ПРЕДЛОЖЕННЫЙ ТЕКСТ:
:::::

В любом заштатном городишке
Их легионы, их в излишке.
Поверь: они читают книжки,
Я грех неправды не приму!
Трудолюбивы, неподкупны,
Хоть ссорятся, но — совокупны,
Числом уж точно недоступны
Иноплеменному уму.
…Гуськом, впотьмах, почти на ощупь.
Щадя торжественный снежок.
Идут поэты через площадь
На поэтический кружок…
И потешаться некрасиво
Над бденьем сим. Так я к чему?
К тому, что — выживет Россия,
Непостижимая уму.
Это гимн всем провинциальным поэтам России на все времена. Он был и будет нужен им всем. И вдруг Коли Дмитриева не стало. Я даже почувствовал какой-то нелепый упрек к нему, почему и зачем ушел, когда мог еще так много сделать. Ушел в самое свое творческое время. Ушел, не исписавшись, не долюбив, не озлобившись на жизнь. Ушел так же внезапно, как и взлетел в начале семидесятых. Тридцать лет яркого непрерывного творчества, которое так не хотели видеть ни чиновники, ни завистники, ни чужаки. Впрочем, так же внезапно ушли и Толя Афанасьев, Слава Дёгтев, Владимир Славецкий, Петя Паламарчук — друзья, сверстники, явные лидеры нашего поколения. Смерть увела их за собой в XX век. Может быть, национальной русской литературе уже закрыта дорога в третье тысячелетие? Патриархальные представления о литературе дозволены лишь для уходящей натуры? Для исчезающих в безмолвии одиночества?
Может быть, тем самым смерть показывает и место действия моего поколения — конец прошлого столетия. Отказывает «Эпохе одиночек» в освоении третьего тысячелетия?
Цыганка нагадала мне,
Что я проснусь в другой стране,
Но я схитрил и не проснулся.
Бреду сквозь милосердный сон,
И вот влекущий чудный звон,
Небесный гул ушей коснулся.
…………………………………….
И узрил я: клубится пар.
Резвятся бесы, и угар
Привычно отроки вдыхают,
В почете смертные грехи.
И те в том сонмище плохи,
Кто плохо Русь святую хает…
Это уже из его последних стихов. Никогда не касавшийся пафосных тем и чуравшийся любой политики, в последние годы своей жизни Николай Дмитриев, как и многие другие крупнейшие мастера русской литературы — Василий Белов, Валентин Распутин, Николай Тряпкин, Татьяна Глушкова, — осознанно идет в литературу протеста. Но и в этой литературе, в протестной поэзии у него своя простодушная нота. Он держит ответ перед своей землей и своими родными, которые дали ему жизнь на шестой части планеты под названием Русь.
Осталось уж не так и много
Скрипеть до смертного конца.
Я знаю: у того порога
Увижу хмурого отца…
И спросит он не без усилья,
Вслед за поэтом, боль тая:
— Так где теперь она, Россия,
И по какой рубеж твоя?
Нет у меня совсем ответа.
Я сам ищу его во мгле,
И темное безвестье это
Удерживает на земле.

:::::

ИСХОДНЫЕ ДАННЫЕ:
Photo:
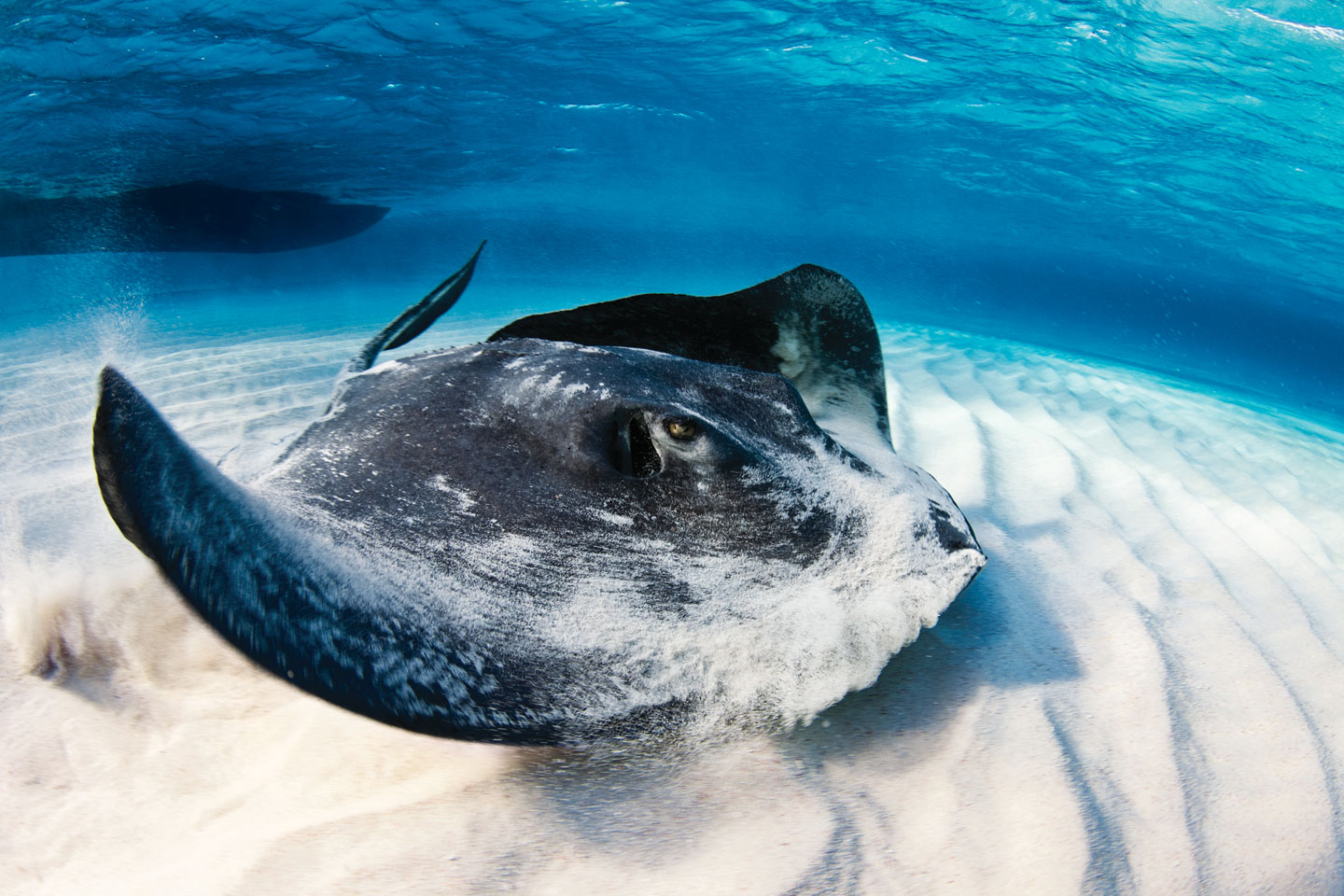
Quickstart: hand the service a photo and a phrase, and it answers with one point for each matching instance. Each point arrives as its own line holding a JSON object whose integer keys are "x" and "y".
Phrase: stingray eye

:::::

ЗАДАНИЯ ДЛЯ ВЫПОЛНЕНИЯ:
**1.** Сократите абзац текста о Николае Дмитриеве, начинающийся словами «Это уже из его последних стихов», сохранив его основные факты.
**2.** Продолжите текст о Николае Дмитриеве, начав сразу после его последней строки.
Материал не связан с текстом о Николае Дмитриеве.

ОЖИДАЕМЫЕ ОТВЕТЫ:
**1.** Это строки из последних стихов Николая Дмитриева. Прежде чуждый пафосу и политике, в последние годы он, как Белов, Распутин, Тряпкин и Глушкова, сознательно пришёл в протестную литературу. Но и там у него своя простодушная нота: он держит ответ перед родной землёй и близкими, давшими ему жизнь на Руси.

**2.**
Увы, не удержало его на земле и темное безвестье о будущем своего народа. Русской национальной литературе в её традиционном облике, уникальному явлению мировой культуры, как бы отказано в дальнейшем существовании в самой России. Она подменяется явно деструктивным искусством. Может, потому и уходят раньше времени из жизни именно творцы русской традиции? Когда Николай Дмитриев простодушным чутьем своим предчувствовал крушение и страны, и народа, и унижение культуры, он явно взбунтовался. Его стихи последнего периода — свидетельство народного отчаяния, что бы ни писала прикормленная пресса нынче о благополучии народа. Коля Дмитриев, как мало кто другой из поэтов, знал русскую провинцию, и для него открывались сердца и души таких же, как он, простых людей. Так послушайте же мнение простодушных: «Москва похожа на Париж/Времен фашистской оккупации».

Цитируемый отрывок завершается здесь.